▶ _Given records_:
-=-=-=-=-
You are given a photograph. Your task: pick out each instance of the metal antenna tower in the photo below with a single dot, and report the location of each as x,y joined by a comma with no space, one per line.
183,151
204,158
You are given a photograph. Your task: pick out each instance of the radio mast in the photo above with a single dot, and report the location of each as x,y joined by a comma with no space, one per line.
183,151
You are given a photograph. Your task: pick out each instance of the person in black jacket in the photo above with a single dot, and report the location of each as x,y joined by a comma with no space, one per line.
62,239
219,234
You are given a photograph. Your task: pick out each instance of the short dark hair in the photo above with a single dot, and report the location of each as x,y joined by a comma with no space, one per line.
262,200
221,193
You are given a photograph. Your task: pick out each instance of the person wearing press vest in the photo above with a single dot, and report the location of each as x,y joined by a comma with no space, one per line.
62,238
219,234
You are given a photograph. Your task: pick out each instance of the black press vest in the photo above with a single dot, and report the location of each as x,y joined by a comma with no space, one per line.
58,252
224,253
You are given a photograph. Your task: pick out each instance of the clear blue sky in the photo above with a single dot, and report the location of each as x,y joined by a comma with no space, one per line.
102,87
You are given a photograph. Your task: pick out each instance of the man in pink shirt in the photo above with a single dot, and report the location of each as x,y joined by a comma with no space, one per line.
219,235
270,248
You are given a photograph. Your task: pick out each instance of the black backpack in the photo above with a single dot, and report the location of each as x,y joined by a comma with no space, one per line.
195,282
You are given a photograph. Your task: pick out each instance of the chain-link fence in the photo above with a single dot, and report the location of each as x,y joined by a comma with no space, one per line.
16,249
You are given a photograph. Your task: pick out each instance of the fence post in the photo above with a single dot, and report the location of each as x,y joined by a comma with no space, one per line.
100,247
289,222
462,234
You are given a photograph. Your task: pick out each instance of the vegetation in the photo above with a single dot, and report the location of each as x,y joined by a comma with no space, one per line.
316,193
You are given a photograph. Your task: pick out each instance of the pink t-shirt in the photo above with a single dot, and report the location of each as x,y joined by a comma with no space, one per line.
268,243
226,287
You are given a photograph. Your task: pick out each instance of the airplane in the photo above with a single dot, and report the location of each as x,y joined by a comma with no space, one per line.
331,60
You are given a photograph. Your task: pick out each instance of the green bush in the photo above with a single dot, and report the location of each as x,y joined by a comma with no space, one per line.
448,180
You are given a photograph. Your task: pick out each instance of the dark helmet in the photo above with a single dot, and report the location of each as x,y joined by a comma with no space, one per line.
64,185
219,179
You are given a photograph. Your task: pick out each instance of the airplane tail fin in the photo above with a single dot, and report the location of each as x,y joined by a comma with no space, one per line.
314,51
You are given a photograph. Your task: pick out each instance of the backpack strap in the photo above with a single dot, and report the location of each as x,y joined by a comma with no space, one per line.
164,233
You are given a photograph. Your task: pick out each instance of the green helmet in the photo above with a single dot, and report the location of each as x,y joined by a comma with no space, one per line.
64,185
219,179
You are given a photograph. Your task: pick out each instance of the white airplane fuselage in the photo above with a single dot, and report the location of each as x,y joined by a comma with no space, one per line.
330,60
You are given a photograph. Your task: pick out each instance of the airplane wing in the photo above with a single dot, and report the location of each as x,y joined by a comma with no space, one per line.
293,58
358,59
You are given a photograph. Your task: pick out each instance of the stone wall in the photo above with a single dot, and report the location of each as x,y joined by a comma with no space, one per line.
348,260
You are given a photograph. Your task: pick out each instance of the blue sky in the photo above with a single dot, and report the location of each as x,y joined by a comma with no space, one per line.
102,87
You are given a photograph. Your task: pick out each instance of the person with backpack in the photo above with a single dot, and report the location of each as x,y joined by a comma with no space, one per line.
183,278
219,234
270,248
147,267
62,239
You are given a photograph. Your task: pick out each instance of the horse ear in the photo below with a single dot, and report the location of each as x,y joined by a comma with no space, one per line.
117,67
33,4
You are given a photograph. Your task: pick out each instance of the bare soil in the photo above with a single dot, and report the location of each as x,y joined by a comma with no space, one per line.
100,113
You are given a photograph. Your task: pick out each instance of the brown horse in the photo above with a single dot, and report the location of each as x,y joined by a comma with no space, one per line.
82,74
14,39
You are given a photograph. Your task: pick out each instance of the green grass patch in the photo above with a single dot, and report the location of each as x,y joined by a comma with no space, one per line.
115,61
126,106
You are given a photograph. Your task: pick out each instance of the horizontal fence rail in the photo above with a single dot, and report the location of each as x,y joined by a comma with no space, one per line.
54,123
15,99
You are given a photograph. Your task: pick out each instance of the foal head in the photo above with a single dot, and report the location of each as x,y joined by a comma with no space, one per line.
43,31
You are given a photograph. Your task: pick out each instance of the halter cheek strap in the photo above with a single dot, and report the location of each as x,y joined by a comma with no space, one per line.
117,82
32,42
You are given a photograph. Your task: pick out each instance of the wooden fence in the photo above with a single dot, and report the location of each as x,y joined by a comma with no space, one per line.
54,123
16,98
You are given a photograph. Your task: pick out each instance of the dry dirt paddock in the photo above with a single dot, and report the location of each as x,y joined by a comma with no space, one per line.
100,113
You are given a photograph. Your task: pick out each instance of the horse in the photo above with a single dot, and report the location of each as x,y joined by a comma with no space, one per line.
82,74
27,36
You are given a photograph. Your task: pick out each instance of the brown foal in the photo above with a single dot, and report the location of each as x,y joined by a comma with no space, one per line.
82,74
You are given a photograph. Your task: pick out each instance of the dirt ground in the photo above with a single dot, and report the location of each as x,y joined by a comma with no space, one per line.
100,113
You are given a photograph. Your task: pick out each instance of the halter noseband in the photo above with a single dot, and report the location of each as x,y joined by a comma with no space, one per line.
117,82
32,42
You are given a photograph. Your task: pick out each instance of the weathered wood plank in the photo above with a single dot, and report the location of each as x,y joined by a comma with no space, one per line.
-=-=-=-=-
▶ _Task directions_: Copy out the whole listing exactly.

▶ _Reply to the exercise_:
You are given a photograph. Your task: pick out each instance of the metal antenna tower in the photo below with a single dot, and report the location of each as x,y joined by a comma with no space, one per line.
183,151
204,158
You are given a photograph. Your task: pick out each instance of the radio mast in the photo above with a single dot, and report the location of each as x,y joined by a comma with no space, one per line.
183,151
You are given a photograph. Your task: pick out each instance of the person in black jacket in the photo above with a single dot, and report the location of each as x,y joined by a comma with no space, one per line.
62,239
219,234
You are given a photograph. Your task: pick out each instance of the short dark hair in the photo above with a single dot, and report the location of each as x,y joined by a comma with no space, one per line.
262,200
221,193
You are given a photograph. Your task: pick out each instance of the person wearing press vest in the photo above with a single dot, and report the location of each as x,y joined by a comma with no space, one per line.
62,238
219,234
You are given a photograph. Your task: pick out each instance of the black press vest in the photo above with a single dot, and report the location of each as x,y joined by a comma with no space, one per line.
58,252
224,253
You are given a photograph. Your task: pick out each instance of the clear blue sky in the photo above with a single dot, and report the location of each as x,y joined by a comma with no space, one per line.
102,87
You are given a photograph. Your task: pick out each instance of the man in pink shirt in the photo above with a single dot, and report the location of each as x,y joined by a comma with no space, one per line.
219,235
270,248
You are given a photograph. Your task: pick out each instance of the black backpack in the photo above with a single dot, and report the location of each as x,y joined by a comma with no space, one per line.
195,282
You are given a photograph. Your task: pick out each instance of the chain-link fence in the photo above with a single dot, and report the location of each as x,y joined by a comma with no space, one per line.
16,249
You are given a photograph. Your task: pick out each instance of the fence post in the photo above with a single dot, and report the location of each as x,y joined by a comma with no space, one per line.
100,247
289,222
462,234
You are given a photograph. Your task: pick out each instance of the vegetation in the photo above with a single dot, and report the location of each as x,y joined by a comma with no space, one per line.
316,193
You are given a photograph. Your task: pick out each instance of the pink t-shirt in the photo above with a single dot, and report the location of each as x,y joined by a comma with no space, one per line.
268,243
226,287
You are given a photograph. Your task: pick out each instance of the airplane in the photo above with a single dot, and report the location of each as x,y joined by a comma with no space, one per line.
331,60
You are given a photograph. Your task: pick out each instance of the green bush in the photo above with a single dot, and report the location of each as x,y joined by a comma with no space, one per line.
448,180
You are given a photograph. Your task: pick out each instance of the dark helmet in the photo above with a single dot, and report the location of each as x,y joined by a comma with no space, one per line.
64,185
219,179
You are given a photograph. Your task: pick out each instance of the airplane tail fin in the photo above with a single dot, and report the location of each as x,y joined by a comma with no space, one per line.
314,51
You are given a photograph. Your task: pick out each instance of the backpack strap in the photo above with a single dot, and report the location of each as x,y joined by a comma with no space, one per line.
164,233
You are given a photograph. Your task: pick out each instance of the green helmet in the photo above with a single dot, and report the location of each as x,y joined by a comma with no space, one per line.
64,185
219,179
You are given a photograph. Your task: pick out each instance of the white airplane fuselage in the photo above with a single dot, and report the location of each as x,y joined by a comma with no space, one per line.
330,60
You are given a photograph. Your task: pick out each instance of the airplane wing in the photo above with a single dot, and report the location of each as x,y joined by a comma with no space, one per line.
293,58
358,59
You are given a photograph. Your task: pick out each instance of the stone wall in the photo above with a single dot, and report the location of each as x,y joined by a comma with no space, one per line.
348,260
You are given a photograph. Your task: pick out each instance of the blue sky in the photo above with a single dot, and report the location of each as x,y joined by a comma with no space, one per line.
102,87
You are given a photograph. Your task: pick out each instance of the person with backpack in the photo above with a single dot, and report the location of each as x,y joined by a comma with no space, one per line.
183,278
219,234
270,248
147,267
62,239
You are given a photograph. Your task: pick out each instance of the horse ear in the photo below with a single dot, and report the location of each as x,y joined by a comma with no space, one per line.
117,67
33,4
You are given a photograph. Your task: pick out each instance of the bare soil in the photo above with a single dot, and report the location of each as x,y joined by a comma with no space, one per line.
100,113
You are given a photograph. Your task: pick out each instance of the brown horse in the photo above with a single dot, and report the location of each as x,y joined by a comma with no space, one per line.
82,74
14,39
You are given a photograph. Your task: pick out each instance of the green grass patch in the photo above with a single dot, and report the location of each as x,y joined by a comma with no space, one per line.
115,61
126,106
You are given a photograph. Your task: pick out each instance of the horizontal fence rail in the photo above with a single dot, and report the location of each as x,y joined by a comma with no space, one per line.
54,123
15,99
You are given a photograph. Your task: pick out each instance of the foal head in the photo above with a single dot, and report the location of each as x,y joined by a comma with no space, one per line.
43,31
You are given a photograph. Your task: pick out each instance of the halter cheek strap in the photo above with a single dot, and report the location of each as x,y joined by a comma with no space, one per line.
117,82
32,42
You are given a photograph. Your task: pick out each instance of the wooden fence in the photo above with a single dot, and report the location of each as x,y joined by a comma with no space, one per line.
54,123
16,98
You are given a photograph. Your task: pick out each instance of the dry dirt paddock in the photo above with a single dot, and report the location of each as x,y joined by a comma with no space, one per line.
100,113
You are given a photograph. Your task: pick out each instance of the horse in the photo above with a single dot, and report the location of each as x,y joined by a comma with no space, one per line.
82,74
27,36
You are given a photograph. Your task: pick out each instance of the brown foal in the photo above with a single dot, and report the location of each as x,y joined by a comma with no space, one per line.
82,74
You are given a photograph. Your task: pick out each instance of the dirt ground in the photo above with a single dot, and report the location of each as x,y joined by a comma with no space, one per line.
100,113
You are given a photograph. Your task: pick out each instance of the halter noseband in the photo above with a single dot, and report the location of each as x,y joined by a comma with no space, one per line.
117,82
32,42
You are given a photograph. Your task: pick out each instance of the weathered wood plank in the photo above with a single dot, and report the location of each as x,y joined by a comma with no space, one per line.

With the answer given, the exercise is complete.